(Point annotation dataset records)

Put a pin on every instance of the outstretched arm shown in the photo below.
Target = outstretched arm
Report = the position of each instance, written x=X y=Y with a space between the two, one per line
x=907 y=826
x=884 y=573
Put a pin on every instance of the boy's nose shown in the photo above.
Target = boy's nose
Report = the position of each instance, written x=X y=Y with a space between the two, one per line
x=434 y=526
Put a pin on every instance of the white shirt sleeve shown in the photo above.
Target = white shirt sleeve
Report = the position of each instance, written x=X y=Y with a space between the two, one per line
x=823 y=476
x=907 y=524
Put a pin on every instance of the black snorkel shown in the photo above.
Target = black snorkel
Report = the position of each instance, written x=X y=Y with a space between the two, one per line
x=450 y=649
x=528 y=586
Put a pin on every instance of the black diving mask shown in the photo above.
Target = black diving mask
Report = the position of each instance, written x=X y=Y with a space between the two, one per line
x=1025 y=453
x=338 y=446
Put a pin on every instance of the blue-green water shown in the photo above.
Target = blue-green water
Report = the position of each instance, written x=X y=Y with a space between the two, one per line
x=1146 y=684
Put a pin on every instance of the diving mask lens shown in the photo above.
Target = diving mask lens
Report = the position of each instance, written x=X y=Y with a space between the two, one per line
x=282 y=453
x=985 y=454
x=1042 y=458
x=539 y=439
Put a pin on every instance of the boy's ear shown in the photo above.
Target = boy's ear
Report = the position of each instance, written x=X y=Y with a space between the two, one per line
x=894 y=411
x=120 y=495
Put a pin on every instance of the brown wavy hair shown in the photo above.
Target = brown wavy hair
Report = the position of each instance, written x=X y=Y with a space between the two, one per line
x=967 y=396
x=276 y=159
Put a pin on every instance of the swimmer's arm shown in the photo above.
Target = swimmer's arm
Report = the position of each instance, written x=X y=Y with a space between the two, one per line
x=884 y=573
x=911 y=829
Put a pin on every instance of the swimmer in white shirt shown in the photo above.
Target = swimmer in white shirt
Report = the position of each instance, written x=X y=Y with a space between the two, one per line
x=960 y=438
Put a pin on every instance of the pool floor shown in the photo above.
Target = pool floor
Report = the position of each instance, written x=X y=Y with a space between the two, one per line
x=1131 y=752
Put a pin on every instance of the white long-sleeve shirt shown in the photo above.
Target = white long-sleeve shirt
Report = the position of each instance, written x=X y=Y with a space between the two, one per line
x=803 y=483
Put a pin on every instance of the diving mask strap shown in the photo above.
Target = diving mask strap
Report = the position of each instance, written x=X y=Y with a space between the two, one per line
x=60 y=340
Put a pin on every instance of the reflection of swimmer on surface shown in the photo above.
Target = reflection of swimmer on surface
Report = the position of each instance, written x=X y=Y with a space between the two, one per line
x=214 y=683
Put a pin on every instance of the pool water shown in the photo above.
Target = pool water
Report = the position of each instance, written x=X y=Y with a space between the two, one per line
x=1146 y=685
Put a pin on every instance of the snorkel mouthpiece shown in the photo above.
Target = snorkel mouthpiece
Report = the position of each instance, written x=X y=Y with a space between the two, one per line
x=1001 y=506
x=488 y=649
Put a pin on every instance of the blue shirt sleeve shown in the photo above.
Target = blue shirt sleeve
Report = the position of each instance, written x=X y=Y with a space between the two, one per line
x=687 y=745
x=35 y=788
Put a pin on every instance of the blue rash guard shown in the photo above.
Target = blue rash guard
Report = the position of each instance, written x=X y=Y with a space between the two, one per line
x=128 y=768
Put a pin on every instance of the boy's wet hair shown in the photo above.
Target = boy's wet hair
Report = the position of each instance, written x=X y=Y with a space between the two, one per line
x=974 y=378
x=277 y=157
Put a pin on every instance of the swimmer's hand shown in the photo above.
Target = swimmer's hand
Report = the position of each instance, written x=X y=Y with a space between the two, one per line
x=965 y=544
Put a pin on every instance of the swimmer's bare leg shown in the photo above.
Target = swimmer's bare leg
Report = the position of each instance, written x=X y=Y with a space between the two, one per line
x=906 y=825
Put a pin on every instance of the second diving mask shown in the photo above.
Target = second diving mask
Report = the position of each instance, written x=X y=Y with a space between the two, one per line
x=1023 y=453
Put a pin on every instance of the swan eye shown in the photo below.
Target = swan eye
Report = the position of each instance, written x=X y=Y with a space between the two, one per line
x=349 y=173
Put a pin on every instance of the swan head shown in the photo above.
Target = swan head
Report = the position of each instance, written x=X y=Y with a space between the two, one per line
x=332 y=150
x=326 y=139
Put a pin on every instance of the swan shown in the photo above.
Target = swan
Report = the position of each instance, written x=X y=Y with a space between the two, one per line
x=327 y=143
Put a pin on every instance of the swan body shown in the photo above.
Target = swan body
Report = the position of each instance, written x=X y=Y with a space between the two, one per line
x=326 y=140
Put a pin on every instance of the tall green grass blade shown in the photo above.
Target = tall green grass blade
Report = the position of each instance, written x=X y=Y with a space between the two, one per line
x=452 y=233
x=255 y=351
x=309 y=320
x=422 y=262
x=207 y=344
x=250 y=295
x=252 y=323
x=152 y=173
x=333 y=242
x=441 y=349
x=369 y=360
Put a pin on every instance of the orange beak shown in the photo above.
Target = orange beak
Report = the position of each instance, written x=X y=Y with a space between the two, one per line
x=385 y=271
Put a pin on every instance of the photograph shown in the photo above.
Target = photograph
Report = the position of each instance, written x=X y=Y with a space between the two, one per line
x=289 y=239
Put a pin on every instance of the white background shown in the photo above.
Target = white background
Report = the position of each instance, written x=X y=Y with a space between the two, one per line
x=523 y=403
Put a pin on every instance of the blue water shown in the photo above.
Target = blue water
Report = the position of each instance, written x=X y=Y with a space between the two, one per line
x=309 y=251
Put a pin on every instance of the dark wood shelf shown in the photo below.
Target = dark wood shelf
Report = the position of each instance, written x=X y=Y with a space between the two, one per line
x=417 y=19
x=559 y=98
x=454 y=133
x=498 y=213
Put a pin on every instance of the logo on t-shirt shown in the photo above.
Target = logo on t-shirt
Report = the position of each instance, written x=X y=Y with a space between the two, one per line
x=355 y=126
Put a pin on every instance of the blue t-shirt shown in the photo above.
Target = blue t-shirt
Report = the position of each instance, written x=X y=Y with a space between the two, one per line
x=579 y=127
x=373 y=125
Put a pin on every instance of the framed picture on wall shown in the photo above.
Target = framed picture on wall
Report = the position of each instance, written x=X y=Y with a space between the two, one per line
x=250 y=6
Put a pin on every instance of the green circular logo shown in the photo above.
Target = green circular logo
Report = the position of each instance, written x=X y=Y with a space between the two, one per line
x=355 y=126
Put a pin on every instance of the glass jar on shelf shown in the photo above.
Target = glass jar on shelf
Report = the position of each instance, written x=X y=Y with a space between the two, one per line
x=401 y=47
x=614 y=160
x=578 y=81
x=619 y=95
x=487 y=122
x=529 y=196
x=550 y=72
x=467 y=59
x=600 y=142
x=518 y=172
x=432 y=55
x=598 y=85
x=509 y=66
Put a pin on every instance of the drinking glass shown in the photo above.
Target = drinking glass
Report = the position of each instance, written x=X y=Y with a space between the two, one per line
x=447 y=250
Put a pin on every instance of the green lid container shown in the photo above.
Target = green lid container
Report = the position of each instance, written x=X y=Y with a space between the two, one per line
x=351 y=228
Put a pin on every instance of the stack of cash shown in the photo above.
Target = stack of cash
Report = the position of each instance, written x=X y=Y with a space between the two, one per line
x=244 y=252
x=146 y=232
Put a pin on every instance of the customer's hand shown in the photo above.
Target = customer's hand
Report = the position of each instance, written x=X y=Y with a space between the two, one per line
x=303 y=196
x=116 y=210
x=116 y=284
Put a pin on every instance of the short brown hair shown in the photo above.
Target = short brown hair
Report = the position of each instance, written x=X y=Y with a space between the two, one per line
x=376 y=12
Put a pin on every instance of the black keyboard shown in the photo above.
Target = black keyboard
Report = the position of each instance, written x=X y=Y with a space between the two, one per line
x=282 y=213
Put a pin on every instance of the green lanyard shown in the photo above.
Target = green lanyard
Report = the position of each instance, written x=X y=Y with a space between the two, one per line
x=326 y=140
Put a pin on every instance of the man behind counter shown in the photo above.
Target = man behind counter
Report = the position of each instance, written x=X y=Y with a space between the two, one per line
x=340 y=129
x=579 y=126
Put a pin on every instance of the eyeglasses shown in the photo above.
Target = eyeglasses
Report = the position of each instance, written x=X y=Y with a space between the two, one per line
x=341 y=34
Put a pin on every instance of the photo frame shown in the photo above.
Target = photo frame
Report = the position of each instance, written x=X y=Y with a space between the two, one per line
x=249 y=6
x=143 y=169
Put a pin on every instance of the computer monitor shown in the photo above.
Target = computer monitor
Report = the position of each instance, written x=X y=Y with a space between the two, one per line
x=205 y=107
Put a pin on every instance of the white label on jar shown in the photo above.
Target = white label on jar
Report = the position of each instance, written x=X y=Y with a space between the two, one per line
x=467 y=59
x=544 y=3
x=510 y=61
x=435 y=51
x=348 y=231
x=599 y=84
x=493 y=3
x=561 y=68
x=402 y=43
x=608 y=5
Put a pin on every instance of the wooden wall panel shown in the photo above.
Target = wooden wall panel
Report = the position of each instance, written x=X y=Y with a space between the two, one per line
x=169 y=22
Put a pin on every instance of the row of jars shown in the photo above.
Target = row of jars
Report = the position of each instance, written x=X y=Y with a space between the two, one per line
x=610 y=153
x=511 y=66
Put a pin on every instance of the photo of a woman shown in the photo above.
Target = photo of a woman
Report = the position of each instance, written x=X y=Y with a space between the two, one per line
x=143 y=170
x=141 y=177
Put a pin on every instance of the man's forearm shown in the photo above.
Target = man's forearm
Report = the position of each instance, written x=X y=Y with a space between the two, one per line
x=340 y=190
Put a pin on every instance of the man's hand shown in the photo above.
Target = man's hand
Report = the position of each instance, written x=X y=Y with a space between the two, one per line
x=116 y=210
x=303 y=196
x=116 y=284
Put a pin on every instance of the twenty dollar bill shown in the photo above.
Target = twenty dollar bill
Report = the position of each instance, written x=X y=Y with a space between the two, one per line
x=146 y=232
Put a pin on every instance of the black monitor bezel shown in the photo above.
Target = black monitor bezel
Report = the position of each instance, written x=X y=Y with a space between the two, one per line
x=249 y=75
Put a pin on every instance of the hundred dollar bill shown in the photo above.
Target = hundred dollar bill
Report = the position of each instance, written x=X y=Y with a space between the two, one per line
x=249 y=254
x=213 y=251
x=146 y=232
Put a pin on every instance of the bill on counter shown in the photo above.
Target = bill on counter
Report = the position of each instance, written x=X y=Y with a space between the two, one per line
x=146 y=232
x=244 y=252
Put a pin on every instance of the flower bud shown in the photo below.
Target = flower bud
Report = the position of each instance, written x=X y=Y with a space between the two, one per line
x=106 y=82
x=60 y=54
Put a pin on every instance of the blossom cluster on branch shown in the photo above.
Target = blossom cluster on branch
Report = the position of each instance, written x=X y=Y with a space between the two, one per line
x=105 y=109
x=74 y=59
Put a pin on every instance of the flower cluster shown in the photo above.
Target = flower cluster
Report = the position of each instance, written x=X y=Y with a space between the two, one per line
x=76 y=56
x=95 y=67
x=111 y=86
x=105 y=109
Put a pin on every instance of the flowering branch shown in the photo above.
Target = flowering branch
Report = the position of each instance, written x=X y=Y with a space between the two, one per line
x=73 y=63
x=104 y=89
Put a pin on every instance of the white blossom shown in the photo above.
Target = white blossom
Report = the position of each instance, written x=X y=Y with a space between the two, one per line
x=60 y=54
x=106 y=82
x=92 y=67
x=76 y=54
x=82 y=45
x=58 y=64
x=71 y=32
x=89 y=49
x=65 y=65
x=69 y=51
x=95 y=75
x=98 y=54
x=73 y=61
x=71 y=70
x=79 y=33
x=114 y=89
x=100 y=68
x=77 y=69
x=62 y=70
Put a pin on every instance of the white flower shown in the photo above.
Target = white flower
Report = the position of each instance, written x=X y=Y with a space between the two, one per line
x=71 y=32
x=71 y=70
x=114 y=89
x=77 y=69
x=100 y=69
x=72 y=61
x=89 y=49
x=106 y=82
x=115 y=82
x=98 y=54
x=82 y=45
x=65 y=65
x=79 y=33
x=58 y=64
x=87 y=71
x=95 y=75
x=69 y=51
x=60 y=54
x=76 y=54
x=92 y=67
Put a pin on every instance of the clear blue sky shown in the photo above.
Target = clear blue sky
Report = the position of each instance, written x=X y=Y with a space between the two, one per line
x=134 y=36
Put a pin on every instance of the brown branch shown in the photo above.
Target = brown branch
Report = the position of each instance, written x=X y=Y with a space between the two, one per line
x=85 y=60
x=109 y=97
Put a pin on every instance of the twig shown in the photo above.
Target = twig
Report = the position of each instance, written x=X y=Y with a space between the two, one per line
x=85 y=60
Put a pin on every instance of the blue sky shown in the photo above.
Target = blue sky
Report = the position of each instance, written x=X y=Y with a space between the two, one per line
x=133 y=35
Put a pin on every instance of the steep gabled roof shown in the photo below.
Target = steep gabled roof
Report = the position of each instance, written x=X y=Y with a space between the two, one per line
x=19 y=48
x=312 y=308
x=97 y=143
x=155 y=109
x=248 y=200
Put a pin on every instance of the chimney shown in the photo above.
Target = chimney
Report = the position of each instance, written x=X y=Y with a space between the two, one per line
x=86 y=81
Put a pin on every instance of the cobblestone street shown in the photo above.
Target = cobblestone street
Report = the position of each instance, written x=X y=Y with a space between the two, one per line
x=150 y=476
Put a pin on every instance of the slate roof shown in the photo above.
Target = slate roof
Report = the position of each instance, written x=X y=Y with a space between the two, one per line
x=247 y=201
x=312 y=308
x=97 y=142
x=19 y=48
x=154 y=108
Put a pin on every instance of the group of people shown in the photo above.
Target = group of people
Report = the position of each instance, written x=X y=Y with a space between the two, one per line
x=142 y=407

What is asked | Rewrite everything from "Put a pin on every instance of the diving mask lens" down to "x=276 y=159", switching "boy's ear" to "child's ear" and leaving all else unchanged.

Result for this exercise |
Put a pin on every instance of the diving mask lens shown in the photo above.
Target = diving mask lens
Report = the position of each instance, written x=X y=Y with a space between the two, one per line
x=282 y=453
x=985 y=454
x=1042 y=458
x=539 y=439
Put a pin on every instance of the child's ear shown in the photo above.
Target = child's ear
Report = the position of each instance, written x=X y=Y with a space between the two, one per line
x=894 y=411
x=120 y=495
Put a pin on every instance of the brown wavy hair shown in the photo above.
Target = brown wavy hair
Report = the position of each instance, written x=X y=Y with a space between the two, one per line
x=967 y=396
x=276 y=159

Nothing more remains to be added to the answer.